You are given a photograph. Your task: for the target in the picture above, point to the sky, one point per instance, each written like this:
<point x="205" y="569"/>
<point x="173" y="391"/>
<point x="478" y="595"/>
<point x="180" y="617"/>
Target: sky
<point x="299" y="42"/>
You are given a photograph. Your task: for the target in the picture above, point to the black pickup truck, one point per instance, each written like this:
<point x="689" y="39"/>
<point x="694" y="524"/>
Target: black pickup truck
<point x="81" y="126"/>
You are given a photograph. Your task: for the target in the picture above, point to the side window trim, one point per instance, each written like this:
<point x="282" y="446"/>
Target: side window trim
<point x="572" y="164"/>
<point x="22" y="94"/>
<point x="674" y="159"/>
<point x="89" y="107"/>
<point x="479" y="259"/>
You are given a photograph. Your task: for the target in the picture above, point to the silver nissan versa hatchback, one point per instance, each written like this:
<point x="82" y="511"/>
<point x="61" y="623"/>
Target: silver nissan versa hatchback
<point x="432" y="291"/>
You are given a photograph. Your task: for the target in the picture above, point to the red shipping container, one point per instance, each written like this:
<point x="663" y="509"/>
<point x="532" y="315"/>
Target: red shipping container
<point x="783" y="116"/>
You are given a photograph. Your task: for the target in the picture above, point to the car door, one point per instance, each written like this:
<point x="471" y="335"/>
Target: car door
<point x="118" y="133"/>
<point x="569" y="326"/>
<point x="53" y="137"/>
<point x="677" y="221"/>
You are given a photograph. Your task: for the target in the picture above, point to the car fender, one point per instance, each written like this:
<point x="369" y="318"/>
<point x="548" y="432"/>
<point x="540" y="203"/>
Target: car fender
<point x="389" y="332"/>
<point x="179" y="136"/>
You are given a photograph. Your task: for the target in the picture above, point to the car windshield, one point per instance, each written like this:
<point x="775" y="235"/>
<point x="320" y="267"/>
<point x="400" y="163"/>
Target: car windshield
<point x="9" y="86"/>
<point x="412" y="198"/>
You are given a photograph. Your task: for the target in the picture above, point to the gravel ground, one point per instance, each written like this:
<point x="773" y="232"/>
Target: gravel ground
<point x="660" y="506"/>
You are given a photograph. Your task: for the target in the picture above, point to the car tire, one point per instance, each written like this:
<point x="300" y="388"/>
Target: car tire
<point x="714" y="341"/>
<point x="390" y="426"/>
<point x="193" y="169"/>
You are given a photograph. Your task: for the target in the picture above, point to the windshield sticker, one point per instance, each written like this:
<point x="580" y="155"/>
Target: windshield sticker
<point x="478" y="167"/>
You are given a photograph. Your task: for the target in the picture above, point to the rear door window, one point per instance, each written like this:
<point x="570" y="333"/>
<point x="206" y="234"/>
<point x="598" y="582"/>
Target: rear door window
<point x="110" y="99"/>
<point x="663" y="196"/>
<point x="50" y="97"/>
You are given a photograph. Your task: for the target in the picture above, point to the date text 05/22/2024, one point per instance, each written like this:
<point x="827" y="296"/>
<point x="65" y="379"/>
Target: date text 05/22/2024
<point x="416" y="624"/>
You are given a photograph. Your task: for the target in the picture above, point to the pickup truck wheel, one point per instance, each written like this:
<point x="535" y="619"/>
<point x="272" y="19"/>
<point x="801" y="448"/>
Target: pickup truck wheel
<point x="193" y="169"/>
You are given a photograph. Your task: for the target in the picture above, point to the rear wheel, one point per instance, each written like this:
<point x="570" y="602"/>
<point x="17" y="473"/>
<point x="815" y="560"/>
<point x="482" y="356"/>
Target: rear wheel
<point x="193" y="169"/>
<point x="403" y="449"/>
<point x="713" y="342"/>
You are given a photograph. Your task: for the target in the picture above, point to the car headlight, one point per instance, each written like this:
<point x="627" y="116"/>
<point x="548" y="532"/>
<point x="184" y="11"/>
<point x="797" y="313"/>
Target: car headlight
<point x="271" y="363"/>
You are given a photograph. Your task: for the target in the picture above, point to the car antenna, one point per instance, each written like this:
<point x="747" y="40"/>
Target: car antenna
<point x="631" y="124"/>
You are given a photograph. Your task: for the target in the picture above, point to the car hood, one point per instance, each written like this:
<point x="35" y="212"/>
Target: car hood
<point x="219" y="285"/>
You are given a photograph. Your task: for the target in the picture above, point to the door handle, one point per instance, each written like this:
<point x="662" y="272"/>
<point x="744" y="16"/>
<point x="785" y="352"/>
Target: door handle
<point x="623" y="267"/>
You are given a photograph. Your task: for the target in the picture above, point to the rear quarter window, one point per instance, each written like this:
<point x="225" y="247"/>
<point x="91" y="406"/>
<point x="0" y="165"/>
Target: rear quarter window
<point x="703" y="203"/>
========================
* WRITTEN INSTRUCTION *
All of the entries above need to be reproduced exactly.

* RESPONSE *
You are given a photograph. Your task: for the target in the picture above, point to the sky, one point per instance, each written like this:
<point x="205" y="569"/>
<point x="173" y="391"/>
<point x="478" y="595"/>
<point x="180" y="617"/>
Target: sky
<point x="299" y="42"/>
You are given a photograph. Your task: for the target in the picture above, point to the black pickup truck, one point per instance, each written like this:
<point x="689" y="39"/>
<point x="694" y="524"/>
Target: black pickup truck
<point x="81" y="126"/>
You are given a photograph. Your task: for the target in the picture above, point to the side window trim, one point per instance, each written like this:
<point x="282" y="446"/>
Target: side window trim
<point x="572" y="164"/>
<point x="22" y="94"/>
<point x="674" y="159"/>
<point x="89" y="107"/>
<point x="479" y="259"/>
You are given a photograph. Your task: for the target in the picture above, point to the silver nissan versa hatchback, one point per instance, each written like this:
<point x="82" y="511"/>
<point x="61" y="623"/>
Target: silver nissan versa hatchback
<point x="432" y="291"/>
You are given a photograph. Your task: for the target in the picture above, point to the red shipping container, one point per instance, each written like this:
<point x="663" y="509"/>
<point x="532" y="315"/>
Target: red shipping container
<point x="783" y="116"/>
You are given a photograph. Your task: for the target in the picture above, point to the car door, one point per instance, each written like this:
<point x="471" y="335"/>
Target: car door
<point x="118" y="133"/>
<point x="569" y="326"/>
<point x="53" y="137"/>
<point x="677" y="221"/>
You are given a photograph. Your task: for the target in the picture above, point to the car fender, one point per instance, each written like this:
<point x="369" y="318"/>
<point x="548" y="432"/>
<point x="540" y="203"/>
Target: car fender
<point x="389" y="332"/>
<point x="179" y="136"/>
You are given a photograph. Your task: for the target in the picture above, point to the car windshield, one point per instance, each written like this:
<point x="775" y="235"/>
<point x="320" y="267"/>
<point x="400" y="163"/>
Target: car windshield
<point x="9" y="86"/>
<point x="412" y="198"/>
You are given a photograph. Your task: for the target in the picture above, point to the gravel ground, one point per instance, each written like this:
<point x="773" y="232"/>
Target: gravel ground
<point x="660" y="506"/>
You are given a photograph. Your task: for the target in the picture above, point to the car tire, one point per instance, each written like this:
<point x="300" y="388"/>
Target: car tire
<point x="714" y="341"/>
<point x="390" y="426"/>
<point x="193" y="169"/>
You are given a photograph. Your task: for the target in the picture above, point to the windshield sticker, one point per instance, each written like this:
<point x="580" y="155"/>
Target: windshield sticker
<point x="478" y="167"/>
You are given a photograph. Your task: for the target in the picture above, point to the rear door window, one point per instance, each written like this:
<point x="570" y="333"/>
<point x="206" y="234"/>
<point x="598" y="582"/>
Target: rear door window
<point x="110" y="99"/>
<point x="663" y="196"/>
<point x="50" y="97"/>
You are given a photograph. Your task: for the target in the picture above, point to the date text 05/22/2024, one point per instance, each written like this:
<point x="827" y="296"/>
<point x="65" y="379"/>
Target: date text 05/22/2024
<point x="416" y="624"/>
You are given a photograph. Your task: for the target in the picture above, point to the pickup truck wheel, one point per instance, each written like this:
<point x="535" y="619"/>
<point x="272" y="19"/>
<point x="801" y="448"/>
Target: pickup truck wheel
<point x="193" y="169"/>
You are given a photograph. Your task: for the target in the picture above, point to the rear wheel, one point per instance, each written like this:
<point x="570" y="602"/>
<point x="17" y="473"/>
<point x="815" y="560"/>
<point x="482" y="356"/>
Target: rear wheel
<point x="193" y="169"/>
<point x="403" y="449"/>
<point x="713" y="342"/>
You are given a photograph. Your task: for the target in the picture above, point to the car headlight, one point per instance, each written like this:
<point x="627" y="116"/>
<point x="548" y="532"/>
<point x="184" y="11"/>
<point x="797" y="313"/>
Target: car headlight
<point x="271" y="363"/>
You are given a photograph. Your task: for the target in the picture above, point to the car antenna, one point per instance, each written like this:
<point x="747" y="40"/>
Target: car antenna
<point x="631" y="124"/>
You are given a photograph. Your task: for the target in the picture above, point to the car hood, one point per instance, each written like this:
<point x="35" y="212"/>
Target: car hood
<point x="219" y="285"/>
You are given a photograph. Your task: for the target in the picture above, point to the door handle, one point per instance, each written like this:
<point x="662" y="272"/>
<point x="744" y="16"/>
<point x="785" y="352"/>
Target: door handle
<point x="623" y="267"/>
You are given a photograph. Your task: for the target in the picture above, point to the rear quarter window, one point per instance, each written like this:
<point x="225" y="247"/>
<point x="91" y="406"/>
<point x="0" y="165"/>
Target: rear quarter window
<point x="703" y="203"/>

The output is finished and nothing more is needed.